==== DATA LISTING

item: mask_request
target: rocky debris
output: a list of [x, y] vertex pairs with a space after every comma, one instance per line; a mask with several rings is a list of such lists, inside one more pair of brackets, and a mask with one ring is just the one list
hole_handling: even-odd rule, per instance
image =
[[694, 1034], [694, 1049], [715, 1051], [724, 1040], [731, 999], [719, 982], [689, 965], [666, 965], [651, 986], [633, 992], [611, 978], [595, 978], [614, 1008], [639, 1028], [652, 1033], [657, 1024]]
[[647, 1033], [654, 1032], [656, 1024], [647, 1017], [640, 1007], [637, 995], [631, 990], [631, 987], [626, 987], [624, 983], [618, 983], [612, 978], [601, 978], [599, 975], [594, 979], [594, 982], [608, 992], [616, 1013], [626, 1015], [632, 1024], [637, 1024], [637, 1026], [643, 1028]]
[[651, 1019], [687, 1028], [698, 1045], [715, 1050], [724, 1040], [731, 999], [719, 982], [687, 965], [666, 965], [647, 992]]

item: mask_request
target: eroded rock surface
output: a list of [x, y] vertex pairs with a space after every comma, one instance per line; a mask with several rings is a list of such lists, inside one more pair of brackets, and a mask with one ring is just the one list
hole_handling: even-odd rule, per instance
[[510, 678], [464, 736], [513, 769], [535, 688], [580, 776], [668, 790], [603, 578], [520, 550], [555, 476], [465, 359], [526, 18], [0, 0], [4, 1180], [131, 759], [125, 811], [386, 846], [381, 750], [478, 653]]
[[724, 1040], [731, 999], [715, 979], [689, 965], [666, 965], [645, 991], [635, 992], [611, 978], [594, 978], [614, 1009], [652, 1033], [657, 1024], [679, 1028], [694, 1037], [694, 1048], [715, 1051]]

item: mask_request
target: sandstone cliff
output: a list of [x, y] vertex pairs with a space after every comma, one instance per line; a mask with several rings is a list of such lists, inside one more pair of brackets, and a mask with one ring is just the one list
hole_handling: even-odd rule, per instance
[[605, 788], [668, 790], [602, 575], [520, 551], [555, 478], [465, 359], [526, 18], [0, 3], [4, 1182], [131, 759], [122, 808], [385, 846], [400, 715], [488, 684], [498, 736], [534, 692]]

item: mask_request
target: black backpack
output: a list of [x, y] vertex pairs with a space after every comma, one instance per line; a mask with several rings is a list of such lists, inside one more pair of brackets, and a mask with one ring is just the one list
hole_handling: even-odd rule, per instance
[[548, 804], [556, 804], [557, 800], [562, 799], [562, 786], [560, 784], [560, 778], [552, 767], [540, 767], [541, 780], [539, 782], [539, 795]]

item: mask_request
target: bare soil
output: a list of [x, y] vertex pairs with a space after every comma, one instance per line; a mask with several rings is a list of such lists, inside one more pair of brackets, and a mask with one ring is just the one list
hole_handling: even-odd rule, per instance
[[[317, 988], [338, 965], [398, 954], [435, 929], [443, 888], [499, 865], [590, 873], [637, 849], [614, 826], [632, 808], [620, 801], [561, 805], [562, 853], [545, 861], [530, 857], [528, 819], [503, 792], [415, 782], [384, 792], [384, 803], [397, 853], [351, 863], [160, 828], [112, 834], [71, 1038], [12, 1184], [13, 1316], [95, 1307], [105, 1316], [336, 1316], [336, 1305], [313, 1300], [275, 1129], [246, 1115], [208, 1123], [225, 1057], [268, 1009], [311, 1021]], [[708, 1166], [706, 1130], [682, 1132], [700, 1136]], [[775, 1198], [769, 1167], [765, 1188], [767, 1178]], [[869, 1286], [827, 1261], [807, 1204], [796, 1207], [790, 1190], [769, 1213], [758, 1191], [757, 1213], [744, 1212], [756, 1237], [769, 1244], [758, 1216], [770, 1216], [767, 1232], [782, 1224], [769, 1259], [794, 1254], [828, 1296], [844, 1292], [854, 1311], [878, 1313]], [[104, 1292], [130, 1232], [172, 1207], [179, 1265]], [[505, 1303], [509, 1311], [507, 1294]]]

========

**EXERCISE PROMPT:** Rename "mask_request" to "outline_request" in everything from the start of the material down to the line containing "736], [534, 692]]", and give back those lines with nothing else changed.

**EXERCISE OUTPUT:**
item: outline_request
target: rocky debris
output: a list of [x, y] vertex pairs with a space after every comma, one instance per line; a mask with several rings is a list of such lists, inside one more pair of brackets, and a mask with one ring is just the one list
hole_handling: even-odd rule, per instance
image =
[[694, 1034], [694, 1049], [715, 1051], [724, 1040], [731, 999], [719, 982], [689, 965], [666, 965], [651, 986], [633, 992], [611, 978], [595, 978], [614, 1008], [639, 1028], [652, 1033], [657, 1024]]
[[647, 1033], [654, 1032], [656, 1024], [647, 1017], [640, 1007], [637, 995], [631, 990], [631, 987], [626, 987], [624, 983], [618, 983], [612, 978], [601, 978], [599, 975], [594, 979], [594, 982], [608, 992], [616, 1013], [626, 1015], [632, 1024], [637, 1024], [637, 1026], [643, 1028]]
[[651, 1019], [687, 1028], [698, 1045], [715, 1050], [724, 1040], [731, 999], [719, 982], [687, 965], [666, 965], [647, 992]]

item: outline_request
target: eroded rock surface
output: a list of [x, y] vertex pairs with a space after every comma, one instance per line; a mask with several rings is a list of such lists, inside one more pair of brackets, and a mask with one ring is just the one list
hole_handling: even-odd rule, per instance
[[510, 678], [464, 736], [513, 769], [535, 688], [580, 776], [668, 790], [603, 578], [520, 550], [555, 476], [465, 359], [526, 18], [0, 0], [4, 1180], [131, 759], [125, 811], [386, 846], [381, 750], [478, 653]]
[[724, 1040], [731, 999], [715, 979], [689, 965], [666, 965], [645, 991], [635, 992], [611, 978], [594, 978], [614, 1009], [652, 1033], [657, 1024], [679, 1028], [694, 1037], [694, 1048], [715, 1051]]

item: outline_request
target: sandstone cliff
output: a list of [x, y] vertex pairs with a space after every comma, one instance per line; a mask with several rings is a list of such lists, inside one more pair of brackets, and a mask with one ring is just the one list
hole_handling: even-odd rule, per instance
[[605, 788], [668, 790], [602, 575], [520, 551], [555, 478], [465, 359], [526, 18], [0, 3], [4, 1182], [131, 759], [122, 808], [385, 846], [400, 715], [488, 684], [498, 736], [534, 692]]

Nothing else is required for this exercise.